PROBLEM TO WORK ON: Please gather each line from the listing below that holds the string "guideline", paying attention to case, and copy those lines out.

ITEMS:
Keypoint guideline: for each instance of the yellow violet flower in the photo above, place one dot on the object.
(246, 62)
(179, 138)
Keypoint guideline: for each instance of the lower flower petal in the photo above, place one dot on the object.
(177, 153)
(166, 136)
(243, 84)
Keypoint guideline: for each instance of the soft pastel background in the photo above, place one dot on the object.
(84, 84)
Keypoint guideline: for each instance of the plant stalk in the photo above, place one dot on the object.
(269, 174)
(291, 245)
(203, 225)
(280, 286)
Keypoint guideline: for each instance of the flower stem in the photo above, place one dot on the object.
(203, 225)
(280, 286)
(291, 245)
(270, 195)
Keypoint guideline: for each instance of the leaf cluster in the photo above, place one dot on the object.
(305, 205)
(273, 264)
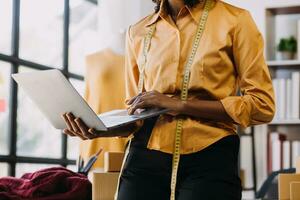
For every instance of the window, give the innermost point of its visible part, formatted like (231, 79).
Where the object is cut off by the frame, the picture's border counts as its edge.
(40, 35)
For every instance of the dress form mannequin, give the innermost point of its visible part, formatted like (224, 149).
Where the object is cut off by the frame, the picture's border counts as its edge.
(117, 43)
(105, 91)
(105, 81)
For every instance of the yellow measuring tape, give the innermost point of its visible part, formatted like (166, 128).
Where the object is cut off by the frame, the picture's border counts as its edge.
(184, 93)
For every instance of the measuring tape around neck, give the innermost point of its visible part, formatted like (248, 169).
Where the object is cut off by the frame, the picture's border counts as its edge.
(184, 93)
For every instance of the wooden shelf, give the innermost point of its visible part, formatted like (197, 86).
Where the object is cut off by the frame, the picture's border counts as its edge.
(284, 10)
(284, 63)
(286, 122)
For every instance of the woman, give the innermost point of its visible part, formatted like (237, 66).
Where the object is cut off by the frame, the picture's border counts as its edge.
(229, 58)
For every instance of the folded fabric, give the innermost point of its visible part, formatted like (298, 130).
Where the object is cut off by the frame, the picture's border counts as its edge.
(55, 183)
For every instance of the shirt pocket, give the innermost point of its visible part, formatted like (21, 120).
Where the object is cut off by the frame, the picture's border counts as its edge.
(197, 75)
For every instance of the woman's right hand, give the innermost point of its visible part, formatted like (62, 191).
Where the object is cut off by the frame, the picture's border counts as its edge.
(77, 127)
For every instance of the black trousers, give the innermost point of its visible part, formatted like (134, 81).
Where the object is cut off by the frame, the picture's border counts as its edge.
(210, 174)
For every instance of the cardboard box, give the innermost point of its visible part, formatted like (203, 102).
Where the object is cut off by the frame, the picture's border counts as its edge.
--
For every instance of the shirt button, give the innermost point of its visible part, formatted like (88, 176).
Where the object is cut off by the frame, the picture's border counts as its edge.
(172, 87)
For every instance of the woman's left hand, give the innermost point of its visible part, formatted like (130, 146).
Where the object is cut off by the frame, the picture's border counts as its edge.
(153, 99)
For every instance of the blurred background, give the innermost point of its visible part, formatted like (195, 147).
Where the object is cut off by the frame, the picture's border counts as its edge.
==
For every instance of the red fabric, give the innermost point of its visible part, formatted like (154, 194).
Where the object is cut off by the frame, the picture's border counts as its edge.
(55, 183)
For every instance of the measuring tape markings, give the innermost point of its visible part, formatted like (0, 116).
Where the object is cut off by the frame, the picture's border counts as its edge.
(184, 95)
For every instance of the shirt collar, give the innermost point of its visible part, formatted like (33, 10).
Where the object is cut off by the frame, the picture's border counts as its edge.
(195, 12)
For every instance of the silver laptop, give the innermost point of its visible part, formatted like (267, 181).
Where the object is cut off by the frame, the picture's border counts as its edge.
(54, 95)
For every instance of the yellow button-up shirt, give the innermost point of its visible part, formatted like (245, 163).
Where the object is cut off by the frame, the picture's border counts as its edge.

WRITTEN REPLY:
Keypoint guideline: for each instance of the yellow violet flower in the photo above, place one dot on the object.
Keypoint guideline: for each instance of the lower flower petal in the photo above, place one dot on the object.
Keypoint guideline: for each instance of the soft pastel background in the photo above, place one dot on the object.
Keypoint guideline: for each instance of the plant stalk in the photo above, place one dot on the object.
Keypoint guideline: for each instance of the flower stem in the photo above, place one dot on the object.
Keypoint guideline: for each instance of the leaf cluster in the photo above, place one dot on the object.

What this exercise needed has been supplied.